** DOCUMENT EXCERPT follows **

That is no longer the case.  With the collapse of the Soviet Union back at the end of the last century, American businesses no longer had any impetus to provide cradle to grave care for their workers.  "Hey, wait, there's no longer a competing ideology that forces us to do more for our workers or risk having them rise up?  Guess we can find some more profit this next quarter."  Health care?  Heh.  Sort of, barely.  Retirement benefits?  Sure...but the risk is all on you, and the rewards mostly accrue to those who "handle" the trillions that pour into the markets.  

That, coupled with a culture that celebrates the debt-financing of life, immediate gratification over long term planning, and fetishizes youth and adolescence?  We are, as a people, catastrophically unprepared for aging.  We just ain't ready.  Not even faintly.

And we are aging, all at once, thanks to the great pulse of Baby Boomers who have defined our culture for a generation.  They are, all together, getting older.

A recent study by the Urban Institute  lays out some pretty challenging statistics about this grey wave.  By 2040, the percentage of the population that is over 65 will have nearly doubled from where it was in 1980.  The number of individuals in the oldest category, those who require the most care and are least able to fend for themselves?  It'll be quadruple what it was in 2000.

Life expectancy has continued to rise, so those who are old will be old longer, living a decade or more deeper into age than they did a generation ago.

With that shift, Social Security...which we've very much not prioritized...will come under significant pressure.  With fewer working age folks supporting more older folks, that financial safety net will fray under the strain.  We've pushed off doing anything about it for forty years, and the bill is coming due, no matter how much magical thinking we apply to the subject.

Our failure to prepare as a nation is mirrored by our failure to prepare as individuals.  It's one of the peculiarities of a republic, as the ethics of debt play out both in the halls of Congress and our own ever-expanding credit card balances.

** End of DOCUMENT EXCERPT **

*EXERCISE PROMPT*. Using the passage on aging in America, decide whether each statement agrees with it, and answer yes or no with the deciding words quoted. 1. By 2040, the share of the population over 65 will be nearly double its 1980 level. 2. The number of people in the oldest category will be triple what it was in 2000. 3. The study cited was produced by the Social Security Administration. The records have no connection to the text above.

** GIVEN ENTRIES follows **

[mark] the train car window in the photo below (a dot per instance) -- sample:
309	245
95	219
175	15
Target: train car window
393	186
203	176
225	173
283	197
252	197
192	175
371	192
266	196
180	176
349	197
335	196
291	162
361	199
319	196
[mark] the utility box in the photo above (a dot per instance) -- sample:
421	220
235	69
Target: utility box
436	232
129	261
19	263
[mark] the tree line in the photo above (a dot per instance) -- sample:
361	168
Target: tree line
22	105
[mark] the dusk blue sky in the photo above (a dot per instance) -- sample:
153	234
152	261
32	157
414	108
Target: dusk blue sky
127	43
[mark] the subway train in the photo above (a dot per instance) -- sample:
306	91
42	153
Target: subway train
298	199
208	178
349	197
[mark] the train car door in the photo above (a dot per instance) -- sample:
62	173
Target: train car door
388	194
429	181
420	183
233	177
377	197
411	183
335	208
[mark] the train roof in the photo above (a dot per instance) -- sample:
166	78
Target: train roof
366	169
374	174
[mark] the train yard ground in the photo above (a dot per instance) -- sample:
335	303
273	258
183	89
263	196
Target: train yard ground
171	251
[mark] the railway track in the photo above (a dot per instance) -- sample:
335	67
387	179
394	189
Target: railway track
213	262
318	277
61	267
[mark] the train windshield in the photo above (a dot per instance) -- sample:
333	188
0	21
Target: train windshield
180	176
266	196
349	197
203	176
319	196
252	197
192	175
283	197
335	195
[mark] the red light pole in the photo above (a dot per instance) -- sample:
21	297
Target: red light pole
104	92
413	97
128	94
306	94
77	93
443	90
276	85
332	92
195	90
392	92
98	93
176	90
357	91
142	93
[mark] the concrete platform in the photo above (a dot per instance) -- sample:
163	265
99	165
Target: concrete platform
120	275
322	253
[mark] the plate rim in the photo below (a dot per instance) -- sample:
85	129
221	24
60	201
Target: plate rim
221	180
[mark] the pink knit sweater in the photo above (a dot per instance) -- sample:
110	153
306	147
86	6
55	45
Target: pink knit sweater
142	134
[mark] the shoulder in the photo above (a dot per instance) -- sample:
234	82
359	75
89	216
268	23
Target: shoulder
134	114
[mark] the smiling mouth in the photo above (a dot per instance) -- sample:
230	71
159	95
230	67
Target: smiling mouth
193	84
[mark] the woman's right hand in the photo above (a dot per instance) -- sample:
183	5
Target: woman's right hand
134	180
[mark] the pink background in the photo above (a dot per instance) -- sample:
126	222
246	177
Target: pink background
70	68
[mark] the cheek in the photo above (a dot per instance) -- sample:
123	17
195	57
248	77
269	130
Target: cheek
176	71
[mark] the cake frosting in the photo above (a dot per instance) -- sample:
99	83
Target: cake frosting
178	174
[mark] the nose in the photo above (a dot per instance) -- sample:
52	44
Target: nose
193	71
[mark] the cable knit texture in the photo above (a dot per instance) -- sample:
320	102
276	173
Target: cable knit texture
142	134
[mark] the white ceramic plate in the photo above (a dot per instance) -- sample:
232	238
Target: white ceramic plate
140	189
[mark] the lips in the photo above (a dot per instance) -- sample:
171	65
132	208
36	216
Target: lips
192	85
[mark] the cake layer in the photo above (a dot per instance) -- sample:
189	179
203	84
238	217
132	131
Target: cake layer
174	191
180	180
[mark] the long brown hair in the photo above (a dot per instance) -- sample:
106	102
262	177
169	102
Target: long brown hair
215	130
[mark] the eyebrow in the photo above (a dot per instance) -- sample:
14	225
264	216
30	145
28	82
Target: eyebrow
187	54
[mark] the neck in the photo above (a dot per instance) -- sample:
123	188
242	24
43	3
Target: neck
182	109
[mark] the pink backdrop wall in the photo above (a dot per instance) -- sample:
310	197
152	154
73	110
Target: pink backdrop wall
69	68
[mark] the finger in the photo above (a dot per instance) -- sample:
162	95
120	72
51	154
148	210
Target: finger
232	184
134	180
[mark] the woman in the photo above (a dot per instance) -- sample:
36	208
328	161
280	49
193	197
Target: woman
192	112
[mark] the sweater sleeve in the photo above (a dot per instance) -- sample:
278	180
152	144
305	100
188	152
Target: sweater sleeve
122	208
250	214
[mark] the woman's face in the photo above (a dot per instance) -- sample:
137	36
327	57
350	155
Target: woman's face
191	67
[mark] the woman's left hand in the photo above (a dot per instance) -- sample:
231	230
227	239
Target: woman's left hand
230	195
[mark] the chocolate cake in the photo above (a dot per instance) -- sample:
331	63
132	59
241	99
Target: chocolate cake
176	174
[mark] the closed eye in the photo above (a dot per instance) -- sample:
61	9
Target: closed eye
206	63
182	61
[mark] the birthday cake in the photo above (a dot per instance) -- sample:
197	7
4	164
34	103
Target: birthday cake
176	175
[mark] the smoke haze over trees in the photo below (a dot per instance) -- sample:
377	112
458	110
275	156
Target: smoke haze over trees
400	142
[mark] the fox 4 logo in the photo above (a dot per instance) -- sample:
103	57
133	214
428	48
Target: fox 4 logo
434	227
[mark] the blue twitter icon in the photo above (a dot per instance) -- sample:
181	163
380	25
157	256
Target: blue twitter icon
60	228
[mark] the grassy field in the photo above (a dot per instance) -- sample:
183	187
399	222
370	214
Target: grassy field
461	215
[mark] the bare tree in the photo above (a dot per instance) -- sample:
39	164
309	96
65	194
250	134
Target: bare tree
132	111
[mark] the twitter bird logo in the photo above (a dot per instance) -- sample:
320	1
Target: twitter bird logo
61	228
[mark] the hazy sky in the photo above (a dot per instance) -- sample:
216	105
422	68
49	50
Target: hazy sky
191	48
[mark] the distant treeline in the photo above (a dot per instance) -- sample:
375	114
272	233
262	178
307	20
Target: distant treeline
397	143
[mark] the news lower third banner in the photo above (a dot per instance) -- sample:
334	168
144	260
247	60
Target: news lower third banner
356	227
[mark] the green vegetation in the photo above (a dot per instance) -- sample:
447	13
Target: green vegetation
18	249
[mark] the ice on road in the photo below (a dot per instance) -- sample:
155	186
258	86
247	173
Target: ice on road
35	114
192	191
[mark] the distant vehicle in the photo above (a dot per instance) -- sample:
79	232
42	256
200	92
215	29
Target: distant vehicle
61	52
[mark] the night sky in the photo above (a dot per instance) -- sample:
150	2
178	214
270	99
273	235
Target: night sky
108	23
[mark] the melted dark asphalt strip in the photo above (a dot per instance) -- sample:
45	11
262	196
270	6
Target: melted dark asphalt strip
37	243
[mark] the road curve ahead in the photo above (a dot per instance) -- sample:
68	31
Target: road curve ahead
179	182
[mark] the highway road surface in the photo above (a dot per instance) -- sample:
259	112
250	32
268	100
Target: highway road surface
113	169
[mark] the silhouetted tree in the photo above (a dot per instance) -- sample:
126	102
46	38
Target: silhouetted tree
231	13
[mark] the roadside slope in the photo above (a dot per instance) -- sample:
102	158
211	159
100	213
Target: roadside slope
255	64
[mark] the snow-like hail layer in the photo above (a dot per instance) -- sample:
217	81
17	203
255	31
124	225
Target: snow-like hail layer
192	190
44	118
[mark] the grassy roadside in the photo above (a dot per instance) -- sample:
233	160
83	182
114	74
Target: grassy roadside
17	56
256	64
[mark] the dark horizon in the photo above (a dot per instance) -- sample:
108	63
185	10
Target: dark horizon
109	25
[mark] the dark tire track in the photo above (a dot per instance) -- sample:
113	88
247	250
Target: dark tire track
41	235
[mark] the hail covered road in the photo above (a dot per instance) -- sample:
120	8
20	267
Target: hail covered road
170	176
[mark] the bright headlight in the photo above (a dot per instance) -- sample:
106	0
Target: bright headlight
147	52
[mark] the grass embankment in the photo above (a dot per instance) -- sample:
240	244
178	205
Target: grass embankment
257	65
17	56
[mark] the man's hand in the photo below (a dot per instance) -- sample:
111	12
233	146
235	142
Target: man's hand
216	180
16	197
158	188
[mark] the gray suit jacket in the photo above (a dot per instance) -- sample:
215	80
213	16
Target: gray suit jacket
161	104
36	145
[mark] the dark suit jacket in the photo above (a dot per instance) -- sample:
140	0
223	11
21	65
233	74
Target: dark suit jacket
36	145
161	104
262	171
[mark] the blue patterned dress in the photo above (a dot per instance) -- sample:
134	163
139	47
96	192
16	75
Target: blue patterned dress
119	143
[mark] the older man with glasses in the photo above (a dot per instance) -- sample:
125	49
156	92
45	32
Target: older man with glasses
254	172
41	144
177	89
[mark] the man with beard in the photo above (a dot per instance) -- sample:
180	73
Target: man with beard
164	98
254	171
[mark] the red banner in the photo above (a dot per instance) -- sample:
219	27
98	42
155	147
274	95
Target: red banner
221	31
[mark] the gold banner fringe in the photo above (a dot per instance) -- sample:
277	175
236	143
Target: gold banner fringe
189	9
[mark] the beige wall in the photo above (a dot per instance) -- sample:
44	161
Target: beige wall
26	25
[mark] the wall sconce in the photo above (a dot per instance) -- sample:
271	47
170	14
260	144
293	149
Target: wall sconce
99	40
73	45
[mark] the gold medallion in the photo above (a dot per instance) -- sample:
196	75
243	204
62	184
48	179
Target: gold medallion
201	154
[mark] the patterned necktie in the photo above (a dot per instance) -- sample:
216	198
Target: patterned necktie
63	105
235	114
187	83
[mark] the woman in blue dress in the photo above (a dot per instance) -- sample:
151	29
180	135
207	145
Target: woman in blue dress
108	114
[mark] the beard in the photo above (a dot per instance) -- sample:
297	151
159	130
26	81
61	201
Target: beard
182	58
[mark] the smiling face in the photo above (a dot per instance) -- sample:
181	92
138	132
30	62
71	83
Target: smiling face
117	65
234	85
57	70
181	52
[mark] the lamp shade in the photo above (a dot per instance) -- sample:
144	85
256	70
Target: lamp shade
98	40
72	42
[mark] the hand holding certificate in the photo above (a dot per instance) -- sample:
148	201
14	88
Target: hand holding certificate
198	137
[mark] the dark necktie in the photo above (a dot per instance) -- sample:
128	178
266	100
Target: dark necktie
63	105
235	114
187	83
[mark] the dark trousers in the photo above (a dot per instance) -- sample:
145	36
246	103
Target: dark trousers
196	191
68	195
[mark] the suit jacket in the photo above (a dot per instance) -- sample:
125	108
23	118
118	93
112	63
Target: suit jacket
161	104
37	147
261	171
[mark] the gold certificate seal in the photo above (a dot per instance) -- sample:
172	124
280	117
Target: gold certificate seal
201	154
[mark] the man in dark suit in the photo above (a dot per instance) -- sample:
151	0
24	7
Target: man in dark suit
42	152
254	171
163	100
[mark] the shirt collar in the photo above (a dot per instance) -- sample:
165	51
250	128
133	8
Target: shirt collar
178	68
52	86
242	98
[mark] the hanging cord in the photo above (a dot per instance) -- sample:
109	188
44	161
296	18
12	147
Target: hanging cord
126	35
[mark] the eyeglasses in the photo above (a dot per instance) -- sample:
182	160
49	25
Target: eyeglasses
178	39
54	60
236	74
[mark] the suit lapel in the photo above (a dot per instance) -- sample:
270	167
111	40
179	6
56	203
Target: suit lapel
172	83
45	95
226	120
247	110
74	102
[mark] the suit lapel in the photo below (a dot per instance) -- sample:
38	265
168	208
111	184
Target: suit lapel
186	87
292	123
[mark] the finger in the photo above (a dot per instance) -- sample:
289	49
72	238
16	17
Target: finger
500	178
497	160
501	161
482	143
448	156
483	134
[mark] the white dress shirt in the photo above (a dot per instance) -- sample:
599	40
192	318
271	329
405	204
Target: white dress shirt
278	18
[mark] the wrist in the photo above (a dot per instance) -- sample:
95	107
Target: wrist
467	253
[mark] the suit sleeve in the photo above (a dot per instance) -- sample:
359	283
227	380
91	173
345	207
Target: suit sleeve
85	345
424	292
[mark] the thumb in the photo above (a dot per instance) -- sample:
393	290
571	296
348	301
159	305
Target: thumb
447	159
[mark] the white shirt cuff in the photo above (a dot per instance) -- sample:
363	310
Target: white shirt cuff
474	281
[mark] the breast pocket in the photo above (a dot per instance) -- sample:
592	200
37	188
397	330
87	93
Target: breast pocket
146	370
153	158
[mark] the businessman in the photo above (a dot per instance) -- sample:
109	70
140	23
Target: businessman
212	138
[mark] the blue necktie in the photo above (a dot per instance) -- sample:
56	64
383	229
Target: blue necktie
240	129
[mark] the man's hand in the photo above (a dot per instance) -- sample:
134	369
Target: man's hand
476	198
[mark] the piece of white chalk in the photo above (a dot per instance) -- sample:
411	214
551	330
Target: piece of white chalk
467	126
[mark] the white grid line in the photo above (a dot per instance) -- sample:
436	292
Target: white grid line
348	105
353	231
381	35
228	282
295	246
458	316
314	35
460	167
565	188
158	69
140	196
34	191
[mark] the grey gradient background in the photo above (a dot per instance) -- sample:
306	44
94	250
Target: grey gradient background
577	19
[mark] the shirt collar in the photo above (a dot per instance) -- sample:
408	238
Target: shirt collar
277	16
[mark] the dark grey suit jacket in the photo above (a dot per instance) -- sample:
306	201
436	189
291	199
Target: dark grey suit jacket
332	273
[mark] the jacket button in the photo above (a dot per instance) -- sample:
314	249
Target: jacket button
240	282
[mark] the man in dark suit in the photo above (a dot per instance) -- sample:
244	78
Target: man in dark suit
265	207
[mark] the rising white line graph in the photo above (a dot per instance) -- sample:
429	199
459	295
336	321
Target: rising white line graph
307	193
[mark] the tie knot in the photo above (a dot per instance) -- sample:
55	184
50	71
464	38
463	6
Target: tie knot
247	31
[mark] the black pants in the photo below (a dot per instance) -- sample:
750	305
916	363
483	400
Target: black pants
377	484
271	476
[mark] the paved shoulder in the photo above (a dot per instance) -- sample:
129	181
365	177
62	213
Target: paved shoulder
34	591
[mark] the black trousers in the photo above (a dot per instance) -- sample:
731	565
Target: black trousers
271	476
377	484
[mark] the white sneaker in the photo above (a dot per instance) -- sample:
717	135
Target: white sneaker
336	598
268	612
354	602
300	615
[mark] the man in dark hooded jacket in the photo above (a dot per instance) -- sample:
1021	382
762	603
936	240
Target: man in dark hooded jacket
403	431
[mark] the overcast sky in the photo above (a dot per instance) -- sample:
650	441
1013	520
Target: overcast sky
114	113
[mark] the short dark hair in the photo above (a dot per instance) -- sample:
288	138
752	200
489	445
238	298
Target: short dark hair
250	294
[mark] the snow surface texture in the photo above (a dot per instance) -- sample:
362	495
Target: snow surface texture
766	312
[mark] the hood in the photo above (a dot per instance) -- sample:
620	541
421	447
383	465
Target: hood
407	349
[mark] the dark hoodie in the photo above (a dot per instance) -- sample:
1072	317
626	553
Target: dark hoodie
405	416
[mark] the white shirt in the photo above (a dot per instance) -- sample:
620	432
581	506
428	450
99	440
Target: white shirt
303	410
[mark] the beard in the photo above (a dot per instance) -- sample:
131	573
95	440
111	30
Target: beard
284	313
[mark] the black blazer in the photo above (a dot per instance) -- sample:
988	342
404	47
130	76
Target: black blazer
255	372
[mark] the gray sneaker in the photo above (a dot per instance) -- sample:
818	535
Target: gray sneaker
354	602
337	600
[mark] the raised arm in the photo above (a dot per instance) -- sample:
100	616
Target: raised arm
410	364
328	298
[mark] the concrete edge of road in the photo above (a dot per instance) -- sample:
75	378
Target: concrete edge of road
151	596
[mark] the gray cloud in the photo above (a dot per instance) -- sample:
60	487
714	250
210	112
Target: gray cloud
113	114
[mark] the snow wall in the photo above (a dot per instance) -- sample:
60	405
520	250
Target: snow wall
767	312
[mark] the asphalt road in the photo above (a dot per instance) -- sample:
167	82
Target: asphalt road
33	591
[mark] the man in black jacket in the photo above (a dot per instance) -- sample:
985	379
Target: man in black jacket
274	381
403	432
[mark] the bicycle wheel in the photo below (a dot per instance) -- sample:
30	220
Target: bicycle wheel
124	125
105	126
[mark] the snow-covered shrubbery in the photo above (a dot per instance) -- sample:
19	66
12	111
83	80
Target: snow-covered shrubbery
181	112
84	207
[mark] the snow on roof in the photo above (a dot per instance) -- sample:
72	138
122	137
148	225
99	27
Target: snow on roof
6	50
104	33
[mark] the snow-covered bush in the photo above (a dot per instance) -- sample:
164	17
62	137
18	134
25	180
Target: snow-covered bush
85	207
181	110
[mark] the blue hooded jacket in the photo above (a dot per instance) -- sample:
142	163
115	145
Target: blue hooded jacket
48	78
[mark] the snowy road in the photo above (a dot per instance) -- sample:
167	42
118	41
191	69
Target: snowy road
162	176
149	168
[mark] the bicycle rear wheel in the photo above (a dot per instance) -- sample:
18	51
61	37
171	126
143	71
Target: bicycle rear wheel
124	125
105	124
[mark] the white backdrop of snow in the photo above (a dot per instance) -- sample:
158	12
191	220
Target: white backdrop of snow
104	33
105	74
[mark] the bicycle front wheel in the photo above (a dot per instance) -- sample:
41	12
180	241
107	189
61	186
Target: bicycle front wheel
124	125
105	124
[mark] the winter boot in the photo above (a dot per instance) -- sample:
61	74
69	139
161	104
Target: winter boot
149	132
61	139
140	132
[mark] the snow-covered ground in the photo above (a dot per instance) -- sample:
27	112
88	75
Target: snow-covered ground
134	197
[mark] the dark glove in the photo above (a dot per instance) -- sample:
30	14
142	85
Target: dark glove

** End of GIVEN ENTRIES **

*OUTPUT BELOW*.
1. Yes: "By 2040, the percentage of the population that is over 65 will have nearly doubled from where it was in 1980."
2. No: "It'll be quadruple what it was in 2000."
3. No: "A recent study by the Urban Institute"